■ **Brief**
Copy the lines of the listing below exactly, starting with the line that contains "Would you please place a dot on the orange" and going on through the end of the listing.

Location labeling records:
= = = =

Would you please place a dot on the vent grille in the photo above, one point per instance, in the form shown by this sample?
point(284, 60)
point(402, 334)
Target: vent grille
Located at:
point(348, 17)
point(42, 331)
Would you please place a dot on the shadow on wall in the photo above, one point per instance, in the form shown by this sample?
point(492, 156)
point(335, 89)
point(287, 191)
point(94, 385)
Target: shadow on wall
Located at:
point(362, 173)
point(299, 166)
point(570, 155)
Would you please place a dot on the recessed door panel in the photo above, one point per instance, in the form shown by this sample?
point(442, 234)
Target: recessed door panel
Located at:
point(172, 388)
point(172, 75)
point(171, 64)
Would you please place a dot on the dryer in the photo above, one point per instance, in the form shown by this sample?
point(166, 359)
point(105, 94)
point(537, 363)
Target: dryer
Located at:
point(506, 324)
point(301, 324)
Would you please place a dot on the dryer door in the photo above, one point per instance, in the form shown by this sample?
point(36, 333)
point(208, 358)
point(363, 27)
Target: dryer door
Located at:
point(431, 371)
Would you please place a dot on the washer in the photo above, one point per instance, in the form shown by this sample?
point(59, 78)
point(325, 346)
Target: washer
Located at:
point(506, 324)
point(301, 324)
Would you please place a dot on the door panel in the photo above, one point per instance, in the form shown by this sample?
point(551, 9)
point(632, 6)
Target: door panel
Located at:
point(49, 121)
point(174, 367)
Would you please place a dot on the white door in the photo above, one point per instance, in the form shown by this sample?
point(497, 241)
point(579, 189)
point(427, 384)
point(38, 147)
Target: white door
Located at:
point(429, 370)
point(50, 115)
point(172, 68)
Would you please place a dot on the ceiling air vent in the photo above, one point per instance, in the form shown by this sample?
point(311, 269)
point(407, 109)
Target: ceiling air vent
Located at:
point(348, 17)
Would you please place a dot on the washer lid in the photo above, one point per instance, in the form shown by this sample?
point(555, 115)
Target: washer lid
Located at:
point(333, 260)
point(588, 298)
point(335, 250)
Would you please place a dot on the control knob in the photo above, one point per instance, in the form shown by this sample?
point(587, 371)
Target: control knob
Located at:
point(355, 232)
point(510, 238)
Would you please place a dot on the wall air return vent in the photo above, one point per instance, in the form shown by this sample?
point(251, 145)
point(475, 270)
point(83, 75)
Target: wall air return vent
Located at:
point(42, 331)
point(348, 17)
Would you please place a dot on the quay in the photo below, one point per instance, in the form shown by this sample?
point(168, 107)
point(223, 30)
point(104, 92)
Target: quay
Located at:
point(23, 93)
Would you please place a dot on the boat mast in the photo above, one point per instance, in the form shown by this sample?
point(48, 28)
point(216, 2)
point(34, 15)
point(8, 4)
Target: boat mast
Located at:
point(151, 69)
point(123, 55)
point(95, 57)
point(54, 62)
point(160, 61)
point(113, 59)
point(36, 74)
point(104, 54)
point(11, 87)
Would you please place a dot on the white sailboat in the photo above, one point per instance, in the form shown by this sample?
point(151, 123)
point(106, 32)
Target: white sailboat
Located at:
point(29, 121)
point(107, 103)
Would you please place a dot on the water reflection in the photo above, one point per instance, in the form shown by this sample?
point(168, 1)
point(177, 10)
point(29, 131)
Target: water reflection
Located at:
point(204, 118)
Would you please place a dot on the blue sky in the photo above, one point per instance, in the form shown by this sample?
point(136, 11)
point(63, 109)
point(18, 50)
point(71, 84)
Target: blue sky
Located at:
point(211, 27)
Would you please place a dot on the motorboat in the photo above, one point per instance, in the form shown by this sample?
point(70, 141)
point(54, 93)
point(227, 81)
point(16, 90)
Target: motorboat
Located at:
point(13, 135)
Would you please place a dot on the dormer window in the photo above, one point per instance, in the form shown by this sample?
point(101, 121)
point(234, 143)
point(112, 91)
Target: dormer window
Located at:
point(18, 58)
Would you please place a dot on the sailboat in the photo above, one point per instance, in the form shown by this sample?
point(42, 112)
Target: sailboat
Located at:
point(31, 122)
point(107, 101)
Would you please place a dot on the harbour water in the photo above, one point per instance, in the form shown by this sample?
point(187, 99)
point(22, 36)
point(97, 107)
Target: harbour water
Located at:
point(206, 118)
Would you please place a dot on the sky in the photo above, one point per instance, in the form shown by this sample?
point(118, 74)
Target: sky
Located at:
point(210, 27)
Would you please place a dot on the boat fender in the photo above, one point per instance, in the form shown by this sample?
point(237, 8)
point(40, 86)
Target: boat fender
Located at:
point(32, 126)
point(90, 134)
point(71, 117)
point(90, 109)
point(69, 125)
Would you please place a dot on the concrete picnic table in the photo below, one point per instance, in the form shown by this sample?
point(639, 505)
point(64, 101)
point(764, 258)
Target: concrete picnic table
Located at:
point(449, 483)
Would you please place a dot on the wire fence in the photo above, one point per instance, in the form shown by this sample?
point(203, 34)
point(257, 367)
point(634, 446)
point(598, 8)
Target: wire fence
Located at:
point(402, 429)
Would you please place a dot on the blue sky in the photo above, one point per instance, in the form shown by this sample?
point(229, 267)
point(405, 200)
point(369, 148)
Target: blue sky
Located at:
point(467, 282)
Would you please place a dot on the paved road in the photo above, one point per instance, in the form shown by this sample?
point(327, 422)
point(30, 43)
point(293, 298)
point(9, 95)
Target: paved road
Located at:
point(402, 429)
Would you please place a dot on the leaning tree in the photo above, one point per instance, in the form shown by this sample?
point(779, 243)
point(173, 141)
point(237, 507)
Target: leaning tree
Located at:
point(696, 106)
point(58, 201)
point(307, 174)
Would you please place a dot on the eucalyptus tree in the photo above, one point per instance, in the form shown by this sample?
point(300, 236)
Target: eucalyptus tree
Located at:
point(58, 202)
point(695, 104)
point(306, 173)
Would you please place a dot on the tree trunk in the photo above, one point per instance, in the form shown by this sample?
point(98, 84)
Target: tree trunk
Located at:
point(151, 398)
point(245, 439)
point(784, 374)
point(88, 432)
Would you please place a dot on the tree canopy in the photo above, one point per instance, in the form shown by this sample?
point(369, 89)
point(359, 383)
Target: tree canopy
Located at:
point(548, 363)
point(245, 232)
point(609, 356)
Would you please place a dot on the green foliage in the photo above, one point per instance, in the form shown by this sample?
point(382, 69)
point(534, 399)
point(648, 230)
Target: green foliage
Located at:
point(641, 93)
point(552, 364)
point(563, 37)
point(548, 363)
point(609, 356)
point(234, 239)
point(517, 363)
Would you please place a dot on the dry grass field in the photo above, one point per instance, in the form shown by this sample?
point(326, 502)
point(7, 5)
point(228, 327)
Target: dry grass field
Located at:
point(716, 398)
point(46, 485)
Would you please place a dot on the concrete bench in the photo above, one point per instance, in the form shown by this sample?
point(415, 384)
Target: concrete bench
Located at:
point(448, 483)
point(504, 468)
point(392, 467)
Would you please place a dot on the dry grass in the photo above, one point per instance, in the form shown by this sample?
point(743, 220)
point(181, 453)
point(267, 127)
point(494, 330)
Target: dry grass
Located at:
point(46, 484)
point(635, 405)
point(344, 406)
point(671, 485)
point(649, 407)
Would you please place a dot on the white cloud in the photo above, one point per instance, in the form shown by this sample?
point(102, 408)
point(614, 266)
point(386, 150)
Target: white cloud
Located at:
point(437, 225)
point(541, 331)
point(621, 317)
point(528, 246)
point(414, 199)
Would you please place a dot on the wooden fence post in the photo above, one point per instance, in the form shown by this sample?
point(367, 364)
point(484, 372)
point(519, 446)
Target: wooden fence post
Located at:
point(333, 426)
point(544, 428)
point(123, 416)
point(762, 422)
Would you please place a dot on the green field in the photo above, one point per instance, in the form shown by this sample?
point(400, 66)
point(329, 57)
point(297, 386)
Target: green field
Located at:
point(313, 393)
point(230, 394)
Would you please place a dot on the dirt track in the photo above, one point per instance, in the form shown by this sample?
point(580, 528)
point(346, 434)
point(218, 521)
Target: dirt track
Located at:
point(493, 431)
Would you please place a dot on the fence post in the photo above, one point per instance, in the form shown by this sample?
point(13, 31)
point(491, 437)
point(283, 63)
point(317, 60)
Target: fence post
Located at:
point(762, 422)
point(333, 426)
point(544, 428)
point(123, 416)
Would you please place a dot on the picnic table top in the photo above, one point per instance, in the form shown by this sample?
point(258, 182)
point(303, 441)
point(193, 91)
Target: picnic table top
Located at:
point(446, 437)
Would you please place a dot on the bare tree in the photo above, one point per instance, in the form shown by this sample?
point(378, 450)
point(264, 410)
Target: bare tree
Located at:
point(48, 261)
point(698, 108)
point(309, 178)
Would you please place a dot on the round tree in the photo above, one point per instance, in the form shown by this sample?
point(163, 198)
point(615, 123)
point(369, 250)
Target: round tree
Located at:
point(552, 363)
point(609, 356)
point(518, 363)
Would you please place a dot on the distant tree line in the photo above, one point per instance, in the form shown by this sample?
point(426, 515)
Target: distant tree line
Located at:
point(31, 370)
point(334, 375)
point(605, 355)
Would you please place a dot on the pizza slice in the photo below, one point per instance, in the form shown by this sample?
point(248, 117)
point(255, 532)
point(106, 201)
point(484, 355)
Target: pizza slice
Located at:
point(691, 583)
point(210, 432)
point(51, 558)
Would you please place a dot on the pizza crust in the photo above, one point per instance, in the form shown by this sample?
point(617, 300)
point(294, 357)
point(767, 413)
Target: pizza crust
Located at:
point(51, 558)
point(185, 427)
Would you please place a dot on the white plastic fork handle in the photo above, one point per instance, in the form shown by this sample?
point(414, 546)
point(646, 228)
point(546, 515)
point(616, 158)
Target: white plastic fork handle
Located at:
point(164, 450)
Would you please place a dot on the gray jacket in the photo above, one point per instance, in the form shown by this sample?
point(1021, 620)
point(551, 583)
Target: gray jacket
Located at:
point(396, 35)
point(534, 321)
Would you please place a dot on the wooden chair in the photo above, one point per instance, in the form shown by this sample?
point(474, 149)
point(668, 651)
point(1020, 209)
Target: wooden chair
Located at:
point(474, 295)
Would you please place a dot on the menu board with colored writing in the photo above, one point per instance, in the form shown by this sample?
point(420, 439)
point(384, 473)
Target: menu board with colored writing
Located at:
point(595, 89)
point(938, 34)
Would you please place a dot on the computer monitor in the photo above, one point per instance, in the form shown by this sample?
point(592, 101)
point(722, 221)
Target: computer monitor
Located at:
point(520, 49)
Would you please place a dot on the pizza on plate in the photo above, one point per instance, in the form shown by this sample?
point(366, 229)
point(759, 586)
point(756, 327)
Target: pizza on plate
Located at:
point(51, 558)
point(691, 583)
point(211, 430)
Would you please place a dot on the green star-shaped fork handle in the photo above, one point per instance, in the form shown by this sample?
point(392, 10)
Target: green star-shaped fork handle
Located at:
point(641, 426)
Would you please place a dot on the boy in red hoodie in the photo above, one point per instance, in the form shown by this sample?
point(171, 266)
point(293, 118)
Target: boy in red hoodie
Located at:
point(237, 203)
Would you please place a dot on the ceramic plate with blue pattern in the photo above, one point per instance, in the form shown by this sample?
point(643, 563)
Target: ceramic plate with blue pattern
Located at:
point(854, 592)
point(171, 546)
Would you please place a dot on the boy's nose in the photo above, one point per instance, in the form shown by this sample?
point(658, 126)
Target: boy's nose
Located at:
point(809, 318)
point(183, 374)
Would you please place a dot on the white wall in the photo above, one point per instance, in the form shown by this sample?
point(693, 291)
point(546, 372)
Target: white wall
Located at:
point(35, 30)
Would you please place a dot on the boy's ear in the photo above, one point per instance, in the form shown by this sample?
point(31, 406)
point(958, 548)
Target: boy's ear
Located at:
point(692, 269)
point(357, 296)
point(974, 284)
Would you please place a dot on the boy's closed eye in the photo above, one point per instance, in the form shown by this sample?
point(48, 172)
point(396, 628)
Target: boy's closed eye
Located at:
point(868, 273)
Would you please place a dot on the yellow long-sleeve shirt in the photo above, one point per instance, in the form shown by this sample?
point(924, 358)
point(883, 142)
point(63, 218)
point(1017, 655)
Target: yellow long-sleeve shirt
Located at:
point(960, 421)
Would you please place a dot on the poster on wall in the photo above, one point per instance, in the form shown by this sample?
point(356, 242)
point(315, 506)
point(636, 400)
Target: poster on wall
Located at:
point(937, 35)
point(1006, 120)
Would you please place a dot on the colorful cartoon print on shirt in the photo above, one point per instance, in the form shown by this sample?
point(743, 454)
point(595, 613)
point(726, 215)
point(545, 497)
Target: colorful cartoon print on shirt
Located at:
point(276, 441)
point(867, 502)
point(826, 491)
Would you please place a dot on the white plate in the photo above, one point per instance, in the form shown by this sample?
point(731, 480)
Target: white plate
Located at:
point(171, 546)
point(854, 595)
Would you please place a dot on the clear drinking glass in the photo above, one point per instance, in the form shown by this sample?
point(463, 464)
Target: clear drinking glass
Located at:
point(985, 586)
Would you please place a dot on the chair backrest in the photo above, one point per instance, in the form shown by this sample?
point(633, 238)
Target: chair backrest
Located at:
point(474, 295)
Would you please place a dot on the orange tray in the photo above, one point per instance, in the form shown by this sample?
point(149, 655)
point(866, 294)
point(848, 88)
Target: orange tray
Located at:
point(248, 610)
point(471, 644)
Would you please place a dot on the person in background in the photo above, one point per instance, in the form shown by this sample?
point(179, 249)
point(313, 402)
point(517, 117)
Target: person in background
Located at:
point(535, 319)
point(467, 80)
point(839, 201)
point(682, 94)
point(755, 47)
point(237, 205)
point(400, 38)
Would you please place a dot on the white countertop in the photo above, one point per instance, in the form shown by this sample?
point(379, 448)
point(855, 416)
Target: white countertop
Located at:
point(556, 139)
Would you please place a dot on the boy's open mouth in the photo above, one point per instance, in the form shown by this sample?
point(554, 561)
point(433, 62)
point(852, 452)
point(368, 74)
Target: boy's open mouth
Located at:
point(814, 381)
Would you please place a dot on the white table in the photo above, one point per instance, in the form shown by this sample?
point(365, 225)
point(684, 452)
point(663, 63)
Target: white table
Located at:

= = = =

■ **The result**
Would you please place a dot on the orange tray in the photo above, one point per instance, in the form shown by this sample?
point(149, 655)
point(866, 294)
point(848, 88)
Target: orange tray
Located at:
point(248, 610)
point(471, 644)
Would you please place a dot on the person in background in the photo above, one point per instance, in the form shown by this sample?
point(179, 249)
point(313, 402)
point(517, 117)
Target: person in background
Located at:
point(535, 319)
point(467, 80)
point(839, 201)
point(682, 94)
point(755, 47)
point(237, 205)
point(400, 38)
Would you please place a dot on the white countertop in the photo above, one point per instance, in the form shown by this sample?
point(379, 448)
point(855, 416)
Target: white countertop
Located at:
point(556, 139)
Would you please place a dot on the boy's open mouth in the photo above, one point per instance, in the form shown by this sample?
point(554, 561)
point(433, 62)
point(852, 452)
point(368, 74)
Target: boy's open mouth
Located at:
point(814, 381)
Would you please place a dot on the white table in the photo above, one point per instance, in the form shown by this sample?
point(365, 225)
point(684, 452)
point(663, 63)
Target: white table
Located at:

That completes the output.